Daniel Mallory Ortberg is online weekly to chat live with readers. Here’s an edited transcript of this week’s chat.
Daniel Mallory Ortberg: Good morning, everyone! Let’s chat.
Q. About to explode!: I have never liked my husband’s brother and his wife—they are toxic together. I keep my distance while remaining polite at family functions. Years ago, they asked my husband and me to be godparents to their child. We accepted. Over the years, we have developed a wonderful relationship with this child, in spite of my feelings toward his parents.
My problem is that I was recently told, in a roundabout way, that my sister-in-law cleared out the savings account we created for our godson to pay off her credit card debt, which she managed to rack back up again in a few months. I am so hurt and angry that I want to explode. My husband feels that what’s done is done, but I can’t move past my anger and the disappointment I feel for my godson. How do I address this with the parents without possibly ruining my relationship with this child in the process?
A: I’m not sure. If you were told in a roundabout way, I’m wondering if you have the full story directly from the source. I also don’t know if some of this debt was incurred as part of the regular cost of raising a child (clothing, transportation, school fees, household management, etc.), or if it was entirely unrelated. If your sister-in-law used the savings account to cover her gambling habits, that would feel quite different than if she used it to pay off more mundane expenses.
Either way, I think both you and your husband are right. The money is gone, and in the future if you ever want to make sure that money you’ve earmarked for your godson stays in his hands only, you should set up the sort of account that even his parents can’t touch. But that doesn’t mean you can’t feel frustrated and angry over your sister-in-law’s choice, or that you have to stay totally silent, only that it will help to stay realistic about what you can and can’t change.

=======

**Assignment 1:** Transcribe the advice chat transcript from "Either way, I" to "and can’t change.".
**Assignment 2:** Go on with the advice chat transcript, starting right after its last sentence.
The entries that come next are not needed for any of this work.

**Record extracts:**
=======

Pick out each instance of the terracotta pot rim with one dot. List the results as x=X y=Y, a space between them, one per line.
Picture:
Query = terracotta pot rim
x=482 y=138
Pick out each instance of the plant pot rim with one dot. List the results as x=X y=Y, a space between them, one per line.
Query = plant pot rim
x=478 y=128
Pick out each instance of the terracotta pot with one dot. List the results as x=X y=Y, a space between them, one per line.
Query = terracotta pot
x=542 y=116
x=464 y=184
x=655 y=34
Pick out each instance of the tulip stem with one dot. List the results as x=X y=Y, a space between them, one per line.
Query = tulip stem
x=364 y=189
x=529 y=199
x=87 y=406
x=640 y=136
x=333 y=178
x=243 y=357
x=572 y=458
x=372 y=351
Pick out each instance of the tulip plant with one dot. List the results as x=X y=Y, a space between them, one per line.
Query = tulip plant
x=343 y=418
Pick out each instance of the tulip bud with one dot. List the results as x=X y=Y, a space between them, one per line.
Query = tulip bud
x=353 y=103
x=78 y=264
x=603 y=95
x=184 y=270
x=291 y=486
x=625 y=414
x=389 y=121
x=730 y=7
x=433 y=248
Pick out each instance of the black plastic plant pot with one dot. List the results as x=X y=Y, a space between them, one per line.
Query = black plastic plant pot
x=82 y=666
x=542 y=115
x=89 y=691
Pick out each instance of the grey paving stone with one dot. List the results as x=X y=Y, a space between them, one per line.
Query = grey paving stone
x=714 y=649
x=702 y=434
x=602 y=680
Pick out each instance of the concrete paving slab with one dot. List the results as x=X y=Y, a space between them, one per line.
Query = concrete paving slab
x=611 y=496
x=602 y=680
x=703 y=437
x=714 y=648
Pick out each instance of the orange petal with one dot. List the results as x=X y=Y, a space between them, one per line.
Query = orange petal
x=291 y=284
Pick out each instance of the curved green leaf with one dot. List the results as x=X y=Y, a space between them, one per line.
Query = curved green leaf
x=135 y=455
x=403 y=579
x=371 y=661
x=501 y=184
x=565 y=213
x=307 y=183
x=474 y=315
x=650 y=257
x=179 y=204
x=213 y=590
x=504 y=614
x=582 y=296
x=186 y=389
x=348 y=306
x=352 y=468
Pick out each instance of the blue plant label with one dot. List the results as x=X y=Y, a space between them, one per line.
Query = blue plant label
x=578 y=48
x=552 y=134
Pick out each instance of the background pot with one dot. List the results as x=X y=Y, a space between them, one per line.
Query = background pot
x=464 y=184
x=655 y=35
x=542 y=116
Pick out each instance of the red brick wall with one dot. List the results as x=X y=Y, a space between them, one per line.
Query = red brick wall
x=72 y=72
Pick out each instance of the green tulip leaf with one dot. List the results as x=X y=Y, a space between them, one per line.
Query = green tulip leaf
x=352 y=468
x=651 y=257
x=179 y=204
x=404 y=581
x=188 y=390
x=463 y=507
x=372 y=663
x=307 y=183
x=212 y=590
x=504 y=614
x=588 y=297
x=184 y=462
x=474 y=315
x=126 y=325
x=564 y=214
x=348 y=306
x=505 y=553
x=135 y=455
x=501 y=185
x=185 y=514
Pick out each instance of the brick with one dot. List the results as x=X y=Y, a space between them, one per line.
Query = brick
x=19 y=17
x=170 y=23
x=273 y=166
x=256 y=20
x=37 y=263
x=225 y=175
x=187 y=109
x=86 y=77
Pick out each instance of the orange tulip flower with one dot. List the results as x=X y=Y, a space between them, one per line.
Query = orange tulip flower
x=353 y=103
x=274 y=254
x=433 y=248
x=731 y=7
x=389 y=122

=======

**Written response 1:**
Either way, I think both you and your husband are right. The money is gone, and in the future if you ever want to make sure that money you’ve earmarked for your godson stays in his hands only, you should set up the sort of account that even his parents can’t touch. But that doesn’t mean you can’t feel frustrated and angry over your sister-in-law’s choice, or that you have to stay totally silent, only that it will help to stay realistic about what you can and can’t change.

**Written response 2:**
I think the wisest course of action, that’s likeliest to result in getting what you want—money for your godson—and to avoid a big blowout with people you’ve called “toxic,” is simply to tell your in-laws that you’re setting up an account for your godson in trust so that you can help provide for his future. If the “roundabout” way you heard about her using the money was from her rather than the family grapevine, then I think you have grounds to go back and be more direct—but even then I don’t think you’re likely to get the outcome you want.
Q. Dueling disabilities: My co-worker is going to start bringing a service dog to work (not an emotional support animal). The problem is that I am highly allergic to dogs, or anything with fur. If I spend more than a couple of hours with a dog, or where one is continually, I can’t breathe right. I stopped going to my aunt’s house over this. Now I’m going to be trapped 8-plus hours with one every day. It’s only a matter of time before this lands me in the hospital or worse. But I don’t think allergies are a recognized or protected disability of the kind that affects people who need a service dog. Do I have to give up a job I love?
A: The Americans With Disabilities Act does include protection for allergies and asthma, and you are entitled to reasonable accommodation from your employer. That may include working in a separate part of the office or working from home. You can learn more at the ADA website, and you should speak to your employer about your condition so they can take steps toward accommodating you both. It may still be that you’re not able to arrive at a perfect solution, but before quitting, try to find out what your employer can do in the meantime.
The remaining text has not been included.